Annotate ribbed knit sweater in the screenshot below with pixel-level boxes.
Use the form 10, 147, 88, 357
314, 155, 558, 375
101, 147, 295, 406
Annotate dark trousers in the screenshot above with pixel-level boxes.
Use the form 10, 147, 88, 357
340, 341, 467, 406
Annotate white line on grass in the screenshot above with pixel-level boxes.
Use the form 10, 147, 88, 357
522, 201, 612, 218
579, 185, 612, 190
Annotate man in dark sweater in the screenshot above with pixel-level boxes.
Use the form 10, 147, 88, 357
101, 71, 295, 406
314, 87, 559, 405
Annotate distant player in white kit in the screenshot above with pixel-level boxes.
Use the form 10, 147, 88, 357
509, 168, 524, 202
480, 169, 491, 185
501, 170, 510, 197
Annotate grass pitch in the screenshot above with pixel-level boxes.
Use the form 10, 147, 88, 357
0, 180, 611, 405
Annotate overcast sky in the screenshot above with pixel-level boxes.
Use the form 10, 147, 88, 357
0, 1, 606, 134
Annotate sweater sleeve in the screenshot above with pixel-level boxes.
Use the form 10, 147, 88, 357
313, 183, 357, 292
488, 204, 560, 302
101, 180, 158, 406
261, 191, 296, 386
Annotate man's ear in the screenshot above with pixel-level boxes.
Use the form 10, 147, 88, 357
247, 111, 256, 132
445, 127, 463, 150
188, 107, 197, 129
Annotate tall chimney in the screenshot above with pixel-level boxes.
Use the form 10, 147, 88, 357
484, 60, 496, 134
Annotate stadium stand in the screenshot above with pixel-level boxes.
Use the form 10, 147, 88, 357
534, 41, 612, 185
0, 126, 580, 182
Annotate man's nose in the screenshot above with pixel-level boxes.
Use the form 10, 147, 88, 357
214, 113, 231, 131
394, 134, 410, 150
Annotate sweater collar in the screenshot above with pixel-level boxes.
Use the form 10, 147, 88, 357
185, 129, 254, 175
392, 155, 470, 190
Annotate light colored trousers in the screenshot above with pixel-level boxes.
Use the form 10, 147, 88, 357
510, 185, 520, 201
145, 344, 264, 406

## HOW TO COMPLETE THIS TASK
Copy exactly the lines that begin with the one containing "Annotate tall chimney" and continue to the end of the records, both included, and nothing more.

## THE ANSWER
Annotate tall chimney in the screenshot above with pixel-level boxes.
Use the form 10, 147, 88, 357
484, 60, 496, 134
Annotate stadium stand in the screenshot above with pixel-level boxes.
Use the form 10, 147, 88, 357
534, 41, 612, 185
0, 126, 580, 182
Annotate man's nose in the screenshot above with pixel-level boxes.
Use the form 10, 147, 88, 357
214, 113, 231, 131
394, 134, 410, 150
Annotate sweater collar in the screenshot above with pixel-level boxes.
Use the form 10, 147, 88, 357
185, 129, 254, 175
392, 155, 470, 190
Annotate light colored trousers in the screenshot above with pixel-level boxes.
Use the form 10, 147, 88, 357
510, 185, 520, 201
145, 344, 264, 406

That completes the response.